Goal A »
Collect every line of the records below that contains the word "sheep".

Madeline Leonard, agent, Cloutier Agency in Los Angeles
“I don’t think we will be back to the height of the glam and glory of the past, but people are ready to get excited again.…[Still,] I don’t think [hair and makeup budgets] will be moving up. I would say they are pretty flat.”


Giuliana Rancic, host of E News
“There is a lot of buzz around Gabourey Sidibe from Precious, and Marion Cotillard for Nine.…This could be the year of the female because there are a lot of potential female director nominees.”


Scott Feinberg, awards analyst with blog And The Winner Is
“The big discovery of the year is Carey Mulligan. She is the star of An Education and, in my opinion, is the front-runner to win for best actress. She reminds me of Audrey Hepburn. She can appear both very young or womanly, depending on how she is dressed and made up.”


Pati Dubroff, makeup artist
“There is so much buzz around Precious. The women that could be nominated aren’t the red-carpet beauty norms. That is going to say a lot to the people who are watching, and it also might open doors so a lot more people watch.”


Jeffrey Paul, makeup artist and hairstylist
“It is going to be about the inner strength of women. We have Nora Ephron and Meryl Streep with Julie & Julia, Hilary Swank with Amelia, Emily Blunt in The Young Victoria, Penélope Cruz in Broken Embraces. Overcoming adversity is definitely going to be a feeling and theme.”


Next: The Makeup >>

The Makeup

Angela Levin, makeup artist
“I am leaning toward simply pretty and featuring the full face. There isn’t going to be one particular thing that is going to catch your eye, like, ‘Oh, it’s the lips or eyes.’ There are going to be some grays, blues, olives and
copper tones—all the many different colors within the natural earthy colors.”


Molly Stern, makeup artist
“A lot of women have been going more neutral on the red carpet. There are such insane gowns that the beauty crew is leaning toward a more neutral vibe and picking up on the fashiony version of the warm, healthy, glowing cheek.”


Shane Paish, makeup artist
“We will be seeing antique vintage, muted colors. It feels very Thirties and Forties to me. You see color, but it is not so bright. The colors are soft and work with everybody’s skin tone and eyes.”


Jillian Dempsey, makeup artist
“Everyone tries to aim for glamour. They’ll try to achieve that with a punchier lip color. I’m not talking about the Goth black, but pinky reds and things that will pop a bit more.”


Jo Strettell, makeup artist
“We will do a smoky eye, but it will not be dark and intense. It is more of a wash of a smoky eye. The only intenseness is with the mascara.”

Extracted information »
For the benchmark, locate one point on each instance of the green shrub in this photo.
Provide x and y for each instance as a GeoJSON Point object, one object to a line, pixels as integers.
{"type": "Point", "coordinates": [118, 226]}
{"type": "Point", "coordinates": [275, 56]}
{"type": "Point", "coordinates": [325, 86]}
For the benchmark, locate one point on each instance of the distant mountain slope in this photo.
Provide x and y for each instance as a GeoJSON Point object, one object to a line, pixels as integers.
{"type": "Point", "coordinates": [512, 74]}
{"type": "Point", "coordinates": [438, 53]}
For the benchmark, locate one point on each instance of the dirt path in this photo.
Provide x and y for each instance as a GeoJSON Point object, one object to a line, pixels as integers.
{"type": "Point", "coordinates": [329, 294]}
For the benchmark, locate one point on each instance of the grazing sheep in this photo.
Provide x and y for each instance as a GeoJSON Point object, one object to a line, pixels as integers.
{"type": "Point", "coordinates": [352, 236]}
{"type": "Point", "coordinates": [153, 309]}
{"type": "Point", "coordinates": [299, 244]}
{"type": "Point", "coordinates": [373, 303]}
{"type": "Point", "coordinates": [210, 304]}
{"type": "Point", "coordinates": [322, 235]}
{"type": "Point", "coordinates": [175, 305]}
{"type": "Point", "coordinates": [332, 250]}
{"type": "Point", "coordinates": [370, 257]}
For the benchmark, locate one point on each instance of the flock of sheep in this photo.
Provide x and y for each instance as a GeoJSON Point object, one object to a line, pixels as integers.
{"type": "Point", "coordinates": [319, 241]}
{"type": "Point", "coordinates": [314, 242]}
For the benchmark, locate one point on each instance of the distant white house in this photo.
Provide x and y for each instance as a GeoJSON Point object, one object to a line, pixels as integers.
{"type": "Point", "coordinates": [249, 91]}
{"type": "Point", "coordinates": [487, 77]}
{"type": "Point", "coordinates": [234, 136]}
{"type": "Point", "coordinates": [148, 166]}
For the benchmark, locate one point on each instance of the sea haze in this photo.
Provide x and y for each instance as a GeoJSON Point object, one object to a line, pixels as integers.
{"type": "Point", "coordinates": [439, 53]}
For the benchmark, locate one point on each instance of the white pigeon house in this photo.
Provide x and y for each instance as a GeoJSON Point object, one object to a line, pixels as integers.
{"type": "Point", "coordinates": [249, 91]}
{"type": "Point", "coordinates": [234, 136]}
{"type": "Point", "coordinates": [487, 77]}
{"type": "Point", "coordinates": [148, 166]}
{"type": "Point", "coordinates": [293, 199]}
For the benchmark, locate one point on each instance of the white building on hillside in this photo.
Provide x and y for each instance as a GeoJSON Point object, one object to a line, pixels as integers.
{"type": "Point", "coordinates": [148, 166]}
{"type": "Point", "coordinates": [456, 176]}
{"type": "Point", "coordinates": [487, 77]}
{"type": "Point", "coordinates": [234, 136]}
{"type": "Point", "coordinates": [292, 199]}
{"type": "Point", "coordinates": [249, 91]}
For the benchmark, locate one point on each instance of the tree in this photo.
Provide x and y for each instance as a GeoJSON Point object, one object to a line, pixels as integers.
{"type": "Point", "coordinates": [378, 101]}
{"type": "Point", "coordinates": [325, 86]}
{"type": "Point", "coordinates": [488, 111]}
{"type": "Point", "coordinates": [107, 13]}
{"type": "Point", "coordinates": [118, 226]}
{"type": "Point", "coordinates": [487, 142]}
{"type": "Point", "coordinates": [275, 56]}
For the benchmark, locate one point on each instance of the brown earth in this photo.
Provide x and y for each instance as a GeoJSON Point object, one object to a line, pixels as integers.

Goal B »
Carry the red-carpet beauty excerpt above forward from where it stops.

Task answer A »
For the benchmark, locate one point on each instance of the grazing sheep in this photo.
For the benchmark, locate one point on each instance of the flock of sheep in this photo.

Task answer B »
Next: The Hair >>

The Hair


Enzo Angileri, hairstylist
“I will be within the parameters of simplicity. There’s a little bit of Asian [influence]. The hair is very shiny with finger waves. If you have an updo, it has lots of shine, almost with an enamel feeling.”


David Babaii, hairstylist
“I am a big Seventies Playboy fan. I’ll look into that and make it less slutty and cleaner.…It is long, subtle waves. Almost like you got a blow-dry, had amazing sex and woke up the next day.”


Kimberly Kimble, hairstylist
“Nobody looked more glamorous than women in the Thirties and Forties. It will be a modern take on that. It is a little bit of waves, but not loose texture. More sculpted soft, more defined. A lot of half-up, half-down hair.”


Rita Hazan, hair colorist
“Because fashion is so bright, we’re going to see a lot of subtle colors, tone-on-tone, mostly one color with some highlights.”


Richard Marin, hairstylist
“Everyone is asking for more coiffed looks—French twists or chignons. People want to keep it clean and really done. It is a complete shift.”


Next: The Fashion >>

The Fashion


Cristina Ehrlich, stylist
“In fashion in the high-end red-carpet arena, there’s a lot of theatricality, a lot of long sleeves even on women who you never thought would ever wear sleeves. The new cleavage is becoming the back. For the dresses, a lot of women are looking at short, sexy dresses. The long dresses are more about a sleek silhouette.”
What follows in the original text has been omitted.